START Data supplied
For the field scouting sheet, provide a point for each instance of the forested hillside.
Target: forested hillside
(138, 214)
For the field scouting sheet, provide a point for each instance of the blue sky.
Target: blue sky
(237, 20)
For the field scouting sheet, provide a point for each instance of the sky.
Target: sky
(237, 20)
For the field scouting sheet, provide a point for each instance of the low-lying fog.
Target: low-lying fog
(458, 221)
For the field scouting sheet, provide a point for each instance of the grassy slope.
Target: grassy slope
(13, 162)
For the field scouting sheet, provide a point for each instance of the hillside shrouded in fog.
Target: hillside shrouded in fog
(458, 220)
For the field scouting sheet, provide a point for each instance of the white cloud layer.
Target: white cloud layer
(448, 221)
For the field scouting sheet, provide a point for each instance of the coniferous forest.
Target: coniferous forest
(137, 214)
END Data supplied
START Data supplied
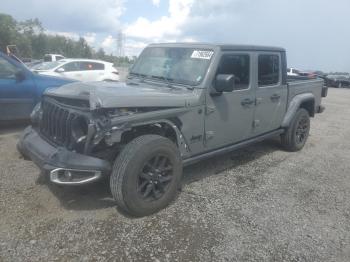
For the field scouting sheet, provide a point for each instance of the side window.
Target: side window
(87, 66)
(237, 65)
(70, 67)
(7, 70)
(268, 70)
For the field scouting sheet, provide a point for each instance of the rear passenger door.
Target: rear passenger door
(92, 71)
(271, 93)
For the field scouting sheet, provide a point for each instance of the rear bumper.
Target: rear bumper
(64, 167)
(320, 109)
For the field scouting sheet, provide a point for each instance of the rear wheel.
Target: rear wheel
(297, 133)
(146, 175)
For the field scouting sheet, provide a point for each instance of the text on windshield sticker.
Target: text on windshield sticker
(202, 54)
END Data supplied
START Data supplied
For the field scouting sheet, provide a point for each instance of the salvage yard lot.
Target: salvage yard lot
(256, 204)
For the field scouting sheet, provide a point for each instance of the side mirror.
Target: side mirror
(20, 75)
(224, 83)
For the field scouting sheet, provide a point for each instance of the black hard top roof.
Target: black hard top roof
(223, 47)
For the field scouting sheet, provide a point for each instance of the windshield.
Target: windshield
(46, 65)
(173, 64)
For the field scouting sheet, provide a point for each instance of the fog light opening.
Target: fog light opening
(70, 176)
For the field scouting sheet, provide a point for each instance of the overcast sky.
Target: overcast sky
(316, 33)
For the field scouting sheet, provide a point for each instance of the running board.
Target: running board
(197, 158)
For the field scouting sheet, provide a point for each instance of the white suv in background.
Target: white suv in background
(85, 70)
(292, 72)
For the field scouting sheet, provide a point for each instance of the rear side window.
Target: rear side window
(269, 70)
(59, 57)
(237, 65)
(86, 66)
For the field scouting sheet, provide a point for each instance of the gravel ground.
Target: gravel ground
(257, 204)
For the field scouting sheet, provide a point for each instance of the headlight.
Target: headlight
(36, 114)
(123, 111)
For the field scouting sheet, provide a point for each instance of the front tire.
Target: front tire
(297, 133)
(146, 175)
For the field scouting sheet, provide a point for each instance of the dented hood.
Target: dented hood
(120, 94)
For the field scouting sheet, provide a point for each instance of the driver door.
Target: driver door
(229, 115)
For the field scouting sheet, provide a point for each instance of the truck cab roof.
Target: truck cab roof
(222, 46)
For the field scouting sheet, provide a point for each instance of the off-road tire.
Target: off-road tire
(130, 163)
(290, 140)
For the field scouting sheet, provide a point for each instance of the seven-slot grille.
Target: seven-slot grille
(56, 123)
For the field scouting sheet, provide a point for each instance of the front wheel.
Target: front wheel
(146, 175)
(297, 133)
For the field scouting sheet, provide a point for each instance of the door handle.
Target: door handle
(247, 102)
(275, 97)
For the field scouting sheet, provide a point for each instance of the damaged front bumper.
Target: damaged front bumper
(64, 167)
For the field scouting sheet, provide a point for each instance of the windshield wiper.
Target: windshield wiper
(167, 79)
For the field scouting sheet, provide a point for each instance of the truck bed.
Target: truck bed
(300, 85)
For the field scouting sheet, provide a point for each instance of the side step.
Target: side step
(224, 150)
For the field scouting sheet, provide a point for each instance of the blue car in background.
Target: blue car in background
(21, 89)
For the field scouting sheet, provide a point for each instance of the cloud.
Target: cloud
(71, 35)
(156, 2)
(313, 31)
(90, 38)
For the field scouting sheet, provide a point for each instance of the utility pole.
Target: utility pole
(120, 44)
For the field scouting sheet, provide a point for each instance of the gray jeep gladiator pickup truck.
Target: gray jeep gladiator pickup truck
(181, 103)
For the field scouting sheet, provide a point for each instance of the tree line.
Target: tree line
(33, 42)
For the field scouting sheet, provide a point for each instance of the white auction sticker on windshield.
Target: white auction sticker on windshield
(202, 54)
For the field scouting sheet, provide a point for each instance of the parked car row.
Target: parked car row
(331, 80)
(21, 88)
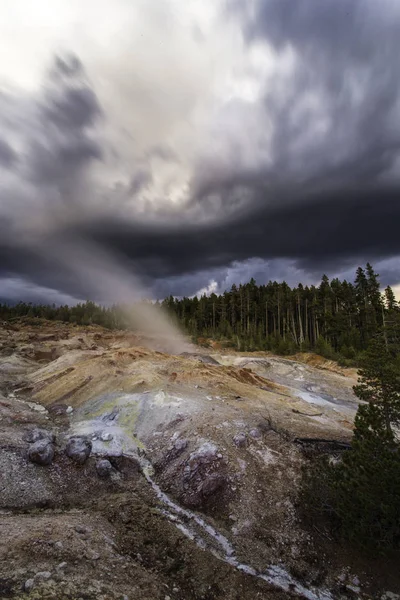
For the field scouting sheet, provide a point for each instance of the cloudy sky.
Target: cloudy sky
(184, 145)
END Data supplied
_What you have to do_
When you reach the line with "the forested hillside." in the records above, start writing out lines exactly, and stop once the line with "the low-lying fog." has been written; include nothing else.

_Answer to this task_
For the field scouting sheet, provide a point for each instance of the forested hillside.
Target: forested hillside
(138, 214)
For the field scouting sheet, provide a point for each instance of the blue sky.
Target: blue sky
(237, 20)
For the field scouting sheet, provide a point for each instance of the sky.
Target: sky
(237, 20)
For the field scouting sheet, provide a point for each instance of the low-lying fog.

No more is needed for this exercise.